You Can Have All Gelt The World, But It’s Worthless Without Family.

As a fully assimilated North American Jew my version of Hanukkah is very much rooted in potato latkes, cheap chocolate wrapped in gold foil and cash… cold hard cash. But mostly latkes. My Grandpa Uzi had a special way of making them, the potato has to be shredded just so, every ingredient combined made the world’s best latke but mostly, as you know, his not-so-secret ingredient was love. If he had a latke stand instead of a TV fixing business it would say, “Over 1 Billion Served…Oy” His latkes were that good.

When I was younger, growing up in Brighton, Hanukkah was the biggest celebration of the year. My immediate family lived in a group of buildings called Warbasse. Mom, Dad, Ethan and I in building one; Grandma Ester and Grandpa Uzi (Aunt Roz and Uncle Lenny until they moved out… to building three) in building two, Grandma Ruth in building four and my best friend Hali and her family in building five. Warbasse was across the street from Trump Village, Trump Village was across from my elementary school and P.S. 100 was across the street from the boardwalk, beach and Atlantic Ocean respectively.

During the holidays, when you passed Warbasse and Trump Village on the Belt Parkway you could count the number of Christmas lights on terraces and would easily go cross-eyed from the orang-bulbed electric menorah’s. It was, in short, pretty fuc*ing Jewish. After all, this is the neighborhood that gave the world Woody Allen, Mel Brooks, The Neil’s: Neil Sedaka, Neil Diamond and Neil Simon the fodder and neuroses are endless.

The first night of Hanukkah was always the most important for my brother and I. Traditionally, Jews spread out the present (or gelt) giving over eight days, one present each night. For the first sixteen years of my life, Ethan and I were the only children in the Rosenduft family and we were given all of our presents at that Hanukkah party in building two. There was a large network of friends; a chosen family Grandma and Grandpa had assembled. Other survivors, people they had met in Israel or soon after arriving in America. This was our congregation. My Grandfather was never a member of a temple; he’d sooner join a gym (which he did). As a family we never paid to be part of the religion, my parents don’t believe in paying for G-d if you have him in your heart.

We knew we were Jews because of what grandpa had gone through at Auschwitz, we knew he survived and that is why we were in Brooklyn. The star of David meant just as much to me as the A-5704 tattoo on Grandpa Uzi’s forearm. Both meant Jew. He always wore a short- sleeved oxford, always; I don’t ever remember him in anything otherwise, it was for people to see.

My Great-grandfather Eliazer (my Dad’s middle name) had a factory in Koln, Germany. As far as I know Rosenduft’s were wealthy people. There was a house in the center of town with a factory not far away, it was also inferred that they were left alone for the most part until the very end, when the Nazi’s came in and took everyone. My Great-Uncle Gustav was sent to England where he met my Great-Aunt Ilsa who was on the kinder-transport. This is how I wound up with British family, my second cousins Tara and Keri, who are 7 and 5 years older than me respectively were like older siblings with cool accents.

------------------------------

Requests ▸
1) In the Hanukkah essay, which building did Grandma Ruth live in?
2) Quote the Hanukkah essay starting with "We knew we were" and going on through "people to see.".
3) Write what comes next in the Hanukkah essay, picking up after its final sentence.

Information given ▸
------------------------------

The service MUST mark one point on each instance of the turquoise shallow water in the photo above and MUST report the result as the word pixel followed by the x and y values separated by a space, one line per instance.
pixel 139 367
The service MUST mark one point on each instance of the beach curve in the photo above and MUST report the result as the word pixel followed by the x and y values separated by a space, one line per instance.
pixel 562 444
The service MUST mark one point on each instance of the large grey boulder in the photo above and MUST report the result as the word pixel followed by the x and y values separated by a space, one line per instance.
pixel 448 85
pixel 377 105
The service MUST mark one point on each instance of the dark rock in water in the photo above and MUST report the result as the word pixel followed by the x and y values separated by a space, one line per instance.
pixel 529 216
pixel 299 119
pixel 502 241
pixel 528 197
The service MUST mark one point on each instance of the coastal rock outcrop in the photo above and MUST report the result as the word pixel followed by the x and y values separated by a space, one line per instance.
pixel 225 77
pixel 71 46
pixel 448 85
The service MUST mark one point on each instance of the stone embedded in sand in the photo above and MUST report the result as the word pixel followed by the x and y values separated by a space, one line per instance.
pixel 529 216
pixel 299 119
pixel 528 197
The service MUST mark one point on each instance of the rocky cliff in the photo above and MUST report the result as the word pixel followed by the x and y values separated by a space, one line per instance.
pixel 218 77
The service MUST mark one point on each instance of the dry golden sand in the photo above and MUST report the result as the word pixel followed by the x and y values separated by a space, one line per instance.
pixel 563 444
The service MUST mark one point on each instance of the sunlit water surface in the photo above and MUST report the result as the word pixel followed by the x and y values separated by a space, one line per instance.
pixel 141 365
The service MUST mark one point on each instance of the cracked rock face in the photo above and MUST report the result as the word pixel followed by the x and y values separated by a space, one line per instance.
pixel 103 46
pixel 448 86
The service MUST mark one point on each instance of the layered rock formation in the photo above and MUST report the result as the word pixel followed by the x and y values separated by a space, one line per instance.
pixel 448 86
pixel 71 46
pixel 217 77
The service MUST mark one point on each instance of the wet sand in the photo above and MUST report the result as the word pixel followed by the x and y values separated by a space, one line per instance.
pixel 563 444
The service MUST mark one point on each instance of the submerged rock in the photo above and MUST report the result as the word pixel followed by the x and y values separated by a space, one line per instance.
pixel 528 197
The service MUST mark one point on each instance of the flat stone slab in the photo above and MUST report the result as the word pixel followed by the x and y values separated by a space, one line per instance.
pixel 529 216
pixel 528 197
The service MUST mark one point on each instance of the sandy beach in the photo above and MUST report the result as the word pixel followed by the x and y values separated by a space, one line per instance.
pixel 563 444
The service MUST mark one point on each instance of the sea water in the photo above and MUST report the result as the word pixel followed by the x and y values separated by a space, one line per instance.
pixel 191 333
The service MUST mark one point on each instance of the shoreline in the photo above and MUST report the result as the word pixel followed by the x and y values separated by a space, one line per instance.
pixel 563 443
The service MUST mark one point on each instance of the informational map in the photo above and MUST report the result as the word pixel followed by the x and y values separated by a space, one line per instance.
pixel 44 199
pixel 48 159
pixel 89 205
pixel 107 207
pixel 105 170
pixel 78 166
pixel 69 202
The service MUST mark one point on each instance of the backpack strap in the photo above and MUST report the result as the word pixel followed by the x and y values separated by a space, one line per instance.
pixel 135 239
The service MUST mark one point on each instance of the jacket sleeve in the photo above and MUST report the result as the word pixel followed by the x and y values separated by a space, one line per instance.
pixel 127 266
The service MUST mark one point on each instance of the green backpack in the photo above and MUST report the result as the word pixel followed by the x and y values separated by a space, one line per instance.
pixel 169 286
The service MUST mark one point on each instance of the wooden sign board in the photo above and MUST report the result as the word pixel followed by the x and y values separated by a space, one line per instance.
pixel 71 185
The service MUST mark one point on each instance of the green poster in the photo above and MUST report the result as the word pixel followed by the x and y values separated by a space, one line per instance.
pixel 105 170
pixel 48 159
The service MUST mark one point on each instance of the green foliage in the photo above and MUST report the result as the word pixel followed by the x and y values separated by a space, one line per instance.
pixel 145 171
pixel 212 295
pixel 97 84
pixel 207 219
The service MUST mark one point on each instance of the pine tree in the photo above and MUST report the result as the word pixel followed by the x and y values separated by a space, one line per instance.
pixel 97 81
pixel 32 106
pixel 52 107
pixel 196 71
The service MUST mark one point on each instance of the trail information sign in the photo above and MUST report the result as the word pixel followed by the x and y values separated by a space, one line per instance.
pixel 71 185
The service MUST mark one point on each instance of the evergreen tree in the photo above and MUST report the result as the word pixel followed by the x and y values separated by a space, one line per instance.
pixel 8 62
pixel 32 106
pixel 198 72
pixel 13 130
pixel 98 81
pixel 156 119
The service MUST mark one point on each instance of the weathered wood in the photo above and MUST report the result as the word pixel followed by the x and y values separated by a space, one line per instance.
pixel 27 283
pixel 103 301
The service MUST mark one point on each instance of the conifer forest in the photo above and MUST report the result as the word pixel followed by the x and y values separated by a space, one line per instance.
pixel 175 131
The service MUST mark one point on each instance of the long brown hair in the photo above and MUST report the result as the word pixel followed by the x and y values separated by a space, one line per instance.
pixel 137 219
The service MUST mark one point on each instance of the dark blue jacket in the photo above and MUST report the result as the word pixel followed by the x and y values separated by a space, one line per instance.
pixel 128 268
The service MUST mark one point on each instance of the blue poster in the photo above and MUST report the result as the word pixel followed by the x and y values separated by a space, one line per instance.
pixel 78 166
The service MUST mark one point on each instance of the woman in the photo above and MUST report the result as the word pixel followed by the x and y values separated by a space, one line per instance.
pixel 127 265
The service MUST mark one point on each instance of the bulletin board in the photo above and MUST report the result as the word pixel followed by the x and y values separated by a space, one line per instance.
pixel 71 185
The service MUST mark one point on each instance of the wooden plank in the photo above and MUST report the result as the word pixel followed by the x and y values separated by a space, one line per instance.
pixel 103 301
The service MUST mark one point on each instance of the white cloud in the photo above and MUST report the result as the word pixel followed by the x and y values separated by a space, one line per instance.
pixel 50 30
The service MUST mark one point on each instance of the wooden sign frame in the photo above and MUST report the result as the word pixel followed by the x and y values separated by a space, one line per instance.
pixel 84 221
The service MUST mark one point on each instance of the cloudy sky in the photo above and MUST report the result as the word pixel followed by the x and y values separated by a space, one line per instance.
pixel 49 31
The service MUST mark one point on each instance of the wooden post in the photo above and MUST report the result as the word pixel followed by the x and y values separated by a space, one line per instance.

------------------------------

Results for the exercise ▸
1) Building four.

2)
We knew we were Jews because of what grandpa had gone through at Auschwitz, we knew he survived and that is why we were in Brooklyn. The star of David meant just as much to me as the A-5704 tattoo on Grandpa Uzi’s forearm. Both meant Jew. He always wore a short- sleeved oxford, always; I don’t ever remember him in anything otherwise, it was for people to see.

3)
My cousin Tara was taking me to places like Soho House when I was a teenager, passing Steven Fry playing a game of cards during the height of my obsession with Emma Thompson and watching Damon Albarn and Graham Coxon play a game of snooker while I was quietly sipping chandy’s in a corner were formative moments in my adolescent life. When I would visit during my spring breaks in college, Tara would tell servers that I was a food editor at the Village Voice and we would get complimentary appetizers, she would take me to theatre and BBC radio recordings. My cousin Keri would take me to Camden town on weekends and we’d go shopping for DM’s.

When I was fourteen, my Grandmother and Grandfather took my brother and I on a tour of the British Isles. We spent the summer exploring England, Ireland, Scotland and Wales and finished out the summer with our family in the Northwest part of London called Southgate. They wanted us to have one strong memory of something we did together, Ethan was only 11 at the time, we were just babies and yet the same age that my grandfather and his siblings were when they were separated from my great-grandparents.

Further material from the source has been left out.